Exercises to complete:
• A. In the letter about the marijuana trial, can you repeat the passage that begins at "The closing paragraph" and stops after "End of testimony.", switching "PROSECUTOR" to "ATTORNEY" everywhere it occurs?
• B. Can you pick up the letter about the marijuana trial after its last sentence and keep writing?

Selected text:
The closing paragraph of the ruling is attached to this e-mail. For the complete ruling (4 pages), please go to http://petertrial.com/kafka.htm. This means my testimony will go something like this:

PROSECUTOR: "Mr. McWilliams, did you grow marijuana?"

ME: "Yes."

PROSECUTOR: "How much marijuana?"

ME: "About 300 plants."

PROSECUTOR: "Thank you."

End of testimony.

The only question the jury will have to decide is whether I am responsible for Todd McCormick's 4000 plants because I gave him a book advance for How to Grow Medical Marijuana or the 1,600 plants Scott Hass allegedly grew with his severance package money from my publishing company (he was the president of Prelude Press, Inc.).

The difference is the difference between a 5-year mandatory minimum (under 1,000 plants) or a 10-year mandatory minimum (over 1,000 plants).

At this point, due to my AIDS, I basically don't have an immune system, and any stay in the germ-rich environment of a federal prison would be a death sentence. I would no doubt be placed on the "hospital floor" where the tuberculosis and other highly contagious patients are "quarantined" from everybody except the prisoners on the hospital floor.

There are three possible alternatives to prison sentences:

1. Ask the trial judge for permission to appeal his ruling to the 9th Circuit Court before trial. (In federal courts, almost all appeals are heard after conviction.) If the 9th Circuit permits us a medical necessity defense, I am confident I would be found not guilty.

Recorded information:
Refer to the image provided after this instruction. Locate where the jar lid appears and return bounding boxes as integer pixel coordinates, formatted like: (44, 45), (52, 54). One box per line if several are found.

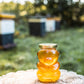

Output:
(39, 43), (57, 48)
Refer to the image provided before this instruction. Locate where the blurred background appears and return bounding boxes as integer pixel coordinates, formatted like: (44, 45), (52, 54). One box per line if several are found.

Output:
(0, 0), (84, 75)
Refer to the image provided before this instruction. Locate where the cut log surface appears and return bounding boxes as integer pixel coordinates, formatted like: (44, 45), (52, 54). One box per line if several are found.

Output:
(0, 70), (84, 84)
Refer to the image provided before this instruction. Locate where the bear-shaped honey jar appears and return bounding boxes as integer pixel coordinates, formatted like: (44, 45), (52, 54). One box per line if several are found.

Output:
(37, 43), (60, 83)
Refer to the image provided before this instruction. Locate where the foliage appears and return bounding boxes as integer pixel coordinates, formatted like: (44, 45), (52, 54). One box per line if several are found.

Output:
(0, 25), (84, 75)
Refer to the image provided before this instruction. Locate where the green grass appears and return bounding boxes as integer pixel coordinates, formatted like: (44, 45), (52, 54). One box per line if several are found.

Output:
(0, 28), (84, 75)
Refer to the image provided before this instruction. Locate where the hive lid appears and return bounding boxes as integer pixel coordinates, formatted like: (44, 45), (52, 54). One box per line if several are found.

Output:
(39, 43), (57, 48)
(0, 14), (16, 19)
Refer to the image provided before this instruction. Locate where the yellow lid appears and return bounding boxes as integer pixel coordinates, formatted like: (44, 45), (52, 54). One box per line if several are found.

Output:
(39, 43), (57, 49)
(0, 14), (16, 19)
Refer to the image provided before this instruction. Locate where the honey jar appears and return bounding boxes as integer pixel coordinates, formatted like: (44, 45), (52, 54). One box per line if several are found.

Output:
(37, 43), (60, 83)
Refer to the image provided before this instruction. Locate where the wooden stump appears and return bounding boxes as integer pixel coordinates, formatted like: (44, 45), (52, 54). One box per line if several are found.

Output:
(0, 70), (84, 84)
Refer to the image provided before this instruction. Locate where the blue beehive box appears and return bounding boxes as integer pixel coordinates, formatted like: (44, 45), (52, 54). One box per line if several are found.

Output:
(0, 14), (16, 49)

---

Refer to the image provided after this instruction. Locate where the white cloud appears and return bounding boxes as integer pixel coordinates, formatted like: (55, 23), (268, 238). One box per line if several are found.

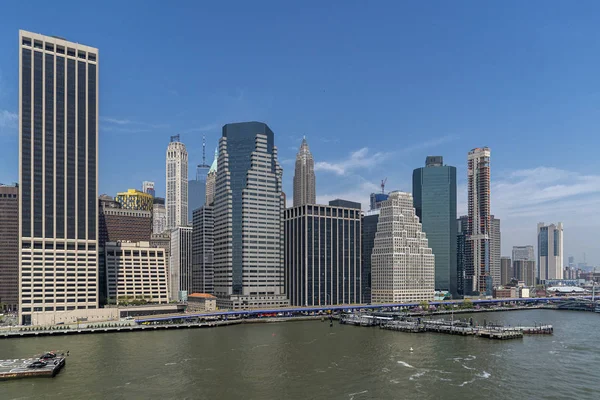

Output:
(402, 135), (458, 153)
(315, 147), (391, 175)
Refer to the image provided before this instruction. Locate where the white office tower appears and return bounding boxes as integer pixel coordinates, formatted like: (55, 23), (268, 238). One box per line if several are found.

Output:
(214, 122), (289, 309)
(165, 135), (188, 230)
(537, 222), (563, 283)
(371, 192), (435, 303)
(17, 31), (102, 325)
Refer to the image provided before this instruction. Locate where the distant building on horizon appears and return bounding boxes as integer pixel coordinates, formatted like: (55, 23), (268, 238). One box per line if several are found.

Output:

--

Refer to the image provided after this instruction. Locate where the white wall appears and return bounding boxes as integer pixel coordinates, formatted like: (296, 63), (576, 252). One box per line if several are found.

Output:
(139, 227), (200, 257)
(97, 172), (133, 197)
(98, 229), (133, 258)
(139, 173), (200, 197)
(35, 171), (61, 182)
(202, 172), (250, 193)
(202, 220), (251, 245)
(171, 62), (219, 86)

Results for the exercise:
• A.
The closing paragraph of the ruling is attached to this e-mail. For the complete ruling (4 pages), please go to http://petertrial.com/kafka.htm. This means my testimony will go something like this:

ATTORNEY: "Mr. McWilliams, did you grow marijuana?"

ME: "Yes."

ATTORNEY: "How much marijuana?"

ME: "About 300 plants."

ATTORNEY: "Thank you."

End of testimony.

• B.
2. Ask the judge after the guilty verdict to extend my bail during the appeal process. (Usually in drug cases, the convicted are taken into custody immediately after sentencing. Unlike rapists, kidnappers, and robbers, we pose a danger to the community.)

3. Ask the judge to sentence me to house arrest for the five or ten years based on my medical condition.

The Sixth Amendment to the United States Constitution reads:

In all criminal prosecutions, the accused shall enjoy the right to a speedy and public trial, by an impartial jury of the state and district wherein the crime shall have been committed, which district shall have been previously ascertained by law, and to be informed of the nature and cause of the accusation; to be confronted with the witnesses against him; to have compulsory process for obtaining witnesses in his favor, and to have the assistance of counsel for his defense.

It doesn't say a thing about the right to put on a defense.

(The investigative new drug program is the one in which the federal government sends marijuana to 8 patients each month for medical purposes and has been since 1972.)